(To be done):
Write each line word for word, from the line that contains "Objective: locate each instance of the curved" through the last line of the material below.

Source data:
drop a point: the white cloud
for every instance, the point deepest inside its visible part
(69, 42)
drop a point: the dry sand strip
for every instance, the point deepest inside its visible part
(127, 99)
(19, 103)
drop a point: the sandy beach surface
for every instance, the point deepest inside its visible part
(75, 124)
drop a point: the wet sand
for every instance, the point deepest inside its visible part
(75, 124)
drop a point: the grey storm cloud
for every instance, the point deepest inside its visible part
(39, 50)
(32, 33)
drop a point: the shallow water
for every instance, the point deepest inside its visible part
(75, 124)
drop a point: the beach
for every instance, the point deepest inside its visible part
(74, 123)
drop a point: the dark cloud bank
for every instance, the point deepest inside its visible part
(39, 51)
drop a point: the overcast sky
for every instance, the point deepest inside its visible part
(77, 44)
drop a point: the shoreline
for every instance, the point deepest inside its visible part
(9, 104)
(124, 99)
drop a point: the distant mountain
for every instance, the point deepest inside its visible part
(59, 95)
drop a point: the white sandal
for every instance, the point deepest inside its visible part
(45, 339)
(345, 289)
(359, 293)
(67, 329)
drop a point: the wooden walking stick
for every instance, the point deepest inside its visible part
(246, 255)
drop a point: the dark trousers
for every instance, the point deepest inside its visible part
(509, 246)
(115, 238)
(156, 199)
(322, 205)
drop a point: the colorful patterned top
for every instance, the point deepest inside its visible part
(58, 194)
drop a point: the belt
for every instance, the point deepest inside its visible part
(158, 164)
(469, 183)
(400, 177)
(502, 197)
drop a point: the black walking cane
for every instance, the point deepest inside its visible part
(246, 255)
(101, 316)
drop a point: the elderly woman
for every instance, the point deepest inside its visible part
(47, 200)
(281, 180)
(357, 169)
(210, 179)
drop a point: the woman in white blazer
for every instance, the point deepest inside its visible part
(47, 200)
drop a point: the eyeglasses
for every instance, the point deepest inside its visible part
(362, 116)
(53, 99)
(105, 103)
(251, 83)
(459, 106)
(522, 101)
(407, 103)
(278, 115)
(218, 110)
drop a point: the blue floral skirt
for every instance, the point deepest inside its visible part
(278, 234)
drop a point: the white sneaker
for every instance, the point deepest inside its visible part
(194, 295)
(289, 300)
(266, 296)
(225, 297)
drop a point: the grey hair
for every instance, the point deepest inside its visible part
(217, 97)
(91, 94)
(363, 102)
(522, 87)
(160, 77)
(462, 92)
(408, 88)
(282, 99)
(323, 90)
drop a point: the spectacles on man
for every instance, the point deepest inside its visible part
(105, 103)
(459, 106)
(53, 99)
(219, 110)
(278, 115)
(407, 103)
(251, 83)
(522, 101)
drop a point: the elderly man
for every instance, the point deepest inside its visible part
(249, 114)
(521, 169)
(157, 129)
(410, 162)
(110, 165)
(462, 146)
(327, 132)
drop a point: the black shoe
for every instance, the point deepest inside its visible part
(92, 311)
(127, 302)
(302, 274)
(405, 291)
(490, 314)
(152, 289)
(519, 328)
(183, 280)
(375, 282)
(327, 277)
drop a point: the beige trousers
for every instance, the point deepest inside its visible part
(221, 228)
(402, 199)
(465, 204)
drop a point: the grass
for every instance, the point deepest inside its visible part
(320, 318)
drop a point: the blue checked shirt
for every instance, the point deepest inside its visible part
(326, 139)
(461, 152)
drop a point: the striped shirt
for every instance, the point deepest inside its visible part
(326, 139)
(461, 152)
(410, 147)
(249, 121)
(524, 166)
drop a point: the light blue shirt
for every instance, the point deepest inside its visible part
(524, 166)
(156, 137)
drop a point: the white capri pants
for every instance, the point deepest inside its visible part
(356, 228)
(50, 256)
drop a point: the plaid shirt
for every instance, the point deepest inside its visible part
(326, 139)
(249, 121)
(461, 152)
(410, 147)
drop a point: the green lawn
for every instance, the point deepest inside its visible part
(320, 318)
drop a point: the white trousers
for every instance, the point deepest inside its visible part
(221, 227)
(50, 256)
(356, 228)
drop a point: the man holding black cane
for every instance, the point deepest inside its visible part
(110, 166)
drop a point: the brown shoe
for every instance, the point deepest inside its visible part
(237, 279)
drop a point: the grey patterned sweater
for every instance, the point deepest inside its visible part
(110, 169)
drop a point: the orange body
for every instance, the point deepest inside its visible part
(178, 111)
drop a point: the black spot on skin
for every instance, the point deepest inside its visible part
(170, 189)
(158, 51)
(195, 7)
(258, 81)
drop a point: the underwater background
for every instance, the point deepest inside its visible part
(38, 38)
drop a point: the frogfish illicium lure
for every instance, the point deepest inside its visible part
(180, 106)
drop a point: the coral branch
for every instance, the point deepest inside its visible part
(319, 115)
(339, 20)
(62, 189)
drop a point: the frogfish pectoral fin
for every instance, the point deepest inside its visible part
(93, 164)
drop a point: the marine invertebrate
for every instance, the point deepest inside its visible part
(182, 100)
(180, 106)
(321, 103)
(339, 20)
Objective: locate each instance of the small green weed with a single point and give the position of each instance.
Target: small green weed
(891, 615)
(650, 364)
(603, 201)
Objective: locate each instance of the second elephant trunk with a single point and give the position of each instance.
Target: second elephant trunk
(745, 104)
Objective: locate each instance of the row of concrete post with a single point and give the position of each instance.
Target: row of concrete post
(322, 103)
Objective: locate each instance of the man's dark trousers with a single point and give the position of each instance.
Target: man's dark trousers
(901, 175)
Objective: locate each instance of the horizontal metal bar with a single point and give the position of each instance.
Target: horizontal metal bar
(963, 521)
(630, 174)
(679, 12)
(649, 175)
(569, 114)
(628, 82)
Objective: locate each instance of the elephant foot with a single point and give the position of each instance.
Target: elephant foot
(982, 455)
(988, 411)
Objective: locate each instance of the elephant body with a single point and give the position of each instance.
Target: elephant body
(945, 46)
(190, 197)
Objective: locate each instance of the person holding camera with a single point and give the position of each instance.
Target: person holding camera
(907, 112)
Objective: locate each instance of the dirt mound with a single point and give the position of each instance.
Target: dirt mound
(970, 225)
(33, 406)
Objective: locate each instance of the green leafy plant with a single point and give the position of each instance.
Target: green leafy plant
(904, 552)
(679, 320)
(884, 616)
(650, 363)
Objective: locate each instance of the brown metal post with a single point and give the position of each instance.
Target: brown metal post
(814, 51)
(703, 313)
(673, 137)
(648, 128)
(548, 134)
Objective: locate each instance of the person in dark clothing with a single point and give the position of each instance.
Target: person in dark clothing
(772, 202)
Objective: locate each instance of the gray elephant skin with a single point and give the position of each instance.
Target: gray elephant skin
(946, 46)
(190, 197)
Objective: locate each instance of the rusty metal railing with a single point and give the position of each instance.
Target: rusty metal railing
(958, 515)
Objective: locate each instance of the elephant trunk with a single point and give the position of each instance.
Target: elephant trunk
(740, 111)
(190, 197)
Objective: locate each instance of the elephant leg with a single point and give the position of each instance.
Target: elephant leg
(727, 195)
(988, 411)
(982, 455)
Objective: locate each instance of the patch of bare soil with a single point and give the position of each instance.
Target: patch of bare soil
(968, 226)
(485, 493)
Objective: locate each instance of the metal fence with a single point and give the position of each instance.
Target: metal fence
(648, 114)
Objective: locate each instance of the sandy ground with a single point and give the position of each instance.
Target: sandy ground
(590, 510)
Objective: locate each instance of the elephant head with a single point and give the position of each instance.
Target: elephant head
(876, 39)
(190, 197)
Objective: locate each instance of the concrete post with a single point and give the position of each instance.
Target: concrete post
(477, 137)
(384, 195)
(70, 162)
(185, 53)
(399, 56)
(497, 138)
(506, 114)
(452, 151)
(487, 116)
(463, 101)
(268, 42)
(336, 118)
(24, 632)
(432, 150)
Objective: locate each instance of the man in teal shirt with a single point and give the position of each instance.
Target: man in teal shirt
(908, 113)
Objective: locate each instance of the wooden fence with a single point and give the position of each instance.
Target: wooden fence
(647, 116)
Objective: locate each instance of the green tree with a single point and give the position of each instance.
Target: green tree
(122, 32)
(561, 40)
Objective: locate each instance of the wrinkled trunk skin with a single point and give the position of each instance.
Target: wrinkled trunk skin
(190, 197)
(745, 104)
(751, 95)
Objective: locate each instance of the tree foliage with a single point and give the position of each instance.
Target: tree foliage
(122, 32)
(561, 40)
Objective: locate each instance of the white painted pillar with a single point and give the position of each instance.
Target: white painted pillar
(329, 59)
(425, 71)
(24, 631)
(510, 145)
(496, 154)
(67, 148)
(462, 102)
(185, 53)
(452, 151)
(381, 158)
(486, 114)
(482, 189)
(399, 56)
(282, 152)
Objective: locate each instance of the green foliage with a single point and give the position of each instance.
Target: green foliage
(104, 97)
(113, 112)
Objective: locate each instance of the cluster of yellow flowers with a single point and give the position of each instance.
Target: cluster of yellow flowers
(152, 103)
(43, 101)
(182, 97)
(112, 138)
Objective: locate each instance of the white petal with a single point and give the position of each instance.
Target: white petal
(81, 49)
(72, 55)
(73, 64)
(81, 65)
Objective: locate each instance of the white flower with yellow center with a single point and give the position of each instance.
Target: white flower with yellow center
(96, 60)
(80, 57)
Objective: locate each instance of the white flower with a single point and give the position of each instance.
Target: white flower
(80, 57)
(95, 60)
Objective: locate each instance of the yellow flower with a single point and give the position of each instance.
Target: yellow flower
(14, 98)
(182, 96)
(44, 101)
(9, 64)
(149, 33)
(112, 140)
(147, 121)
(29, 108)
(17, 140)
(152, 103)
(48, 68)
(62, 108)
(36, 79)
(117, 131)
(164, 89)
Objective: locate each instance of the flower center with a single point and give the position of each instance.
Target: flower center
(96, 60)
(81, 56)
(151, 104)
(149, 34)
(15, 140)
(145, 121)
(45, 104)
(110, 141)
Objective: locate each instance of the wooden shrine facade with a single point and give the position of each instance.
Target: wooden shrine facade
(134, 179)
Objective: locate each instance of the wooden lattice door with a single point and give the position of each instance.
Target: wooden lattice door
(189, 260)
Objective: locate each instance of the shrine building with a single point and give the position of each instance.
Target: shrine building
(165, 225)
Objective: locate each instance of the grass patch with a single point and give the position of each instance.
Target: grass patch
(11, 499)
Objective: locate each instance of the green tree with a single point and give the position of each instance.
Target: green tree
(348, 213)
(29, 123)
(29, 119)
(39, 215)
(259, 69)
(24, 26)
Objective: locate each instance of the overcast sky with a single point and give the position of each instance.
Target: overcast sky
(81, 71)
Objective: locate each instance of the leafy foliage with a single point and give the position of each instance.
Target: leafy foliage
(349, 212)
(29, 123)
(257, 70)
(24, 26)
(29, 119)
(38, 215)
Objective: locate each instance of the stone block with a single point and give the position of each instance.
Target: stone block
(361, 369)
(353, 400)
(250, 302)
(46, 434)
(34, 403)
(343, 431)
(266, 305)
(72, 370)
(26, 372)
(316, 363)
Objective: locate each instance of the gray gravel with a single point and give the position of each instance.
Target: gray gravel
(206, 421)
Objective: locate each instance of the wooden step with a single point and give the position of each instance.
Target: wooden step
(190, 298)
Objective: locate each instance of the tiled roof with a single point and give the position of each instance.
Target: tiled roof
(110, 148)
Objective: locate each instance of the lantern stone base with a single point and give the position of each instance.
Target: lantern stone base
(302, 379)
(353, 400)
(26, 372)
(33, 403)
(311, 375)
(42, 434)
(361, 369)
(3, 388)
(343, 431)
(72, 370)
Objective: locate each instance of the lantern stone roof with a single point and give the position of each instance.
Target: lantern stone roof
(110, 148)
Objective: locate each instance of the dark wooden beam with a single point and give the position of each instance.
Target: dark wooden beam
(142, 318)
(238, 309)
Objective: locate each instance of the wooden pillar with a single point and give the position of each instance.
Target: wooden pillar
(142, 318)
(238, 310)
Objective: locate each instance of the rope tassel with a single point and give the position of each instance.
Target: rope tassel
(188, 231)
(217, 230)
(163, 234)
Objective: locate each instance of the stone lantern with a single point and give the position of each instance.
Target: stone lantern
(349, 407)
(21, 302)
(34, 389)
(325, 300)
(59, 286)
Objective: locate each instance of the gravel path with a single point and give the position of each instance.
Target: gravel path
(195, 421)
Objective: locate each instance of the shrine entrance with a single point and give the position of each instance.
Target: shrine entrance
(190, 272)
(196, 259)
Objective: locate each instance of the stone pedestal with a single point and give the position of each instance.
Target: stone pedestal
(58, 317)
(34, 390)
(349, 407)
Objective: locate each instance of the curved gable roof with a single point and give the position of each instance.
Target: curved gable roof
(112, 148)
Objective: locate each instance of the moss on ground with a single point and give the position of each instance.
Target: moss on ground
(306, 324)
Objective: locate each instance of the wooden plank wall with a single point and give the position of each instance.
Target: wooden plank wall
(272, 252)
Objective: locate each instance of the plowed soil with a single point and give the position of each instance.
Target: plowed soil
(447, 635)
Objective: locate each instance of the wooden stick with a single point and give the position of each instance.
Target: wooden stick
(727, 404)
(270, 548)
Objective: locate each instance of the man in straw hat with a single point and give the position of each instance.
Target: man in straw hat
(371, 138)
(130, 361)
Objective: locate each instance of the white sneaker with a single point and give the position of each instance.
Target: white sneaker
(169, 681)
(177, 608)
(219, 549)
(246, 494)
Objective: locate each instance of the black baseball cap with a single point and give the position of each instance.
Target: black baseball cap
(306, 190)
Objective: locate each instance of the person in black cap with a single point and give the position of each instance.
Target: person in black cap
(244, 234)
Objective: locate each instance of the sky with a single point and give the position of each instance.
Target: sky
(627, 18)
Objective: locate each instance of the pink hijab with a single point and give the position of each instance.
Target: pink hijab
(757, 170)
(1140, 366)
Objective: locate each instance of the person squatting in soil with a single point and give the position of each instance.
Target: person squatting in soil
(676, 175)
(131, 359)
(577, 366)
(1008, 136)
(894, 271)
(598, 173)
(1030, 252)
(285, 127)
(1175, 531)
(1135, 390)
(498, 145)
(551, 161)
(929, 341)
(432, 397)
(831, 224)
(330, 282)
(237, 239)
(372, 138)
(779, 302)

(Result of the task):
Objective: locate each instance of the curved gable roof with a single point and give the position of each instance.
Target: curved gable roof
(112, 148)
Objective: locate each instance of the moss on ground with a single point and give the position of each instance.
Target: moss on ground
(306, 324)
Objective: locate each instance of the wooden plank wall with a single point and give the position of each instance.
Target: wooden plank wall
(272, 252)
Objective: locate each instance of the plowed soil with a single point and give the position of each instance.
Target: plowed soil
(447, 635)
Objective: locate each instance of the wooden stick with a single point and give the position of each instance.
Target: wooden stick
(727, 404)
(270, 548)
Objective: locate each instance of the man in straw hat with a single point and give the position of each instance.
Target: man in straw hat
(371, 138)
(130, 361)
Objective: locate each instance of the white sneaker with a single point and give the position of each instance.
Target: white sneaker
(169, 681)
(177, 608)
(219, 549)
(246, 494)
Objective: locate each instance of the black baseball cap with a single point and give the position of each instance.
Target: black baseball cap
(306, 190)
Objective: locate each instance of the person in black cap with a single point and give the position of each instance.
Target: person in black cap
(244, 234)
Objective: locate each instance of the sky with a single point and give the position of each instance.
Target: sky
(627, 18)
Objective: locate each instance of the pink hijab with a single point and give the position of each instance.
Target: pink hijab
(757, 170)
(1140, 366)
Objective: locate each instance of the person squatting in soil with a single point and give the position of each instance.
Target: person squatting in soil
(676, 175)
(131, 359)
(577, 366)
(1008, 136)
(894, 271)
(598, 173)
(1030, 252)
(285, 127)
(1175, 531)
(1135, 390)
(498, 145)
(551, 161)
(929, 341)
(432, 397)
(831, 224)
(330, 282)
(237, 239)
(372, 138)
(779, 302)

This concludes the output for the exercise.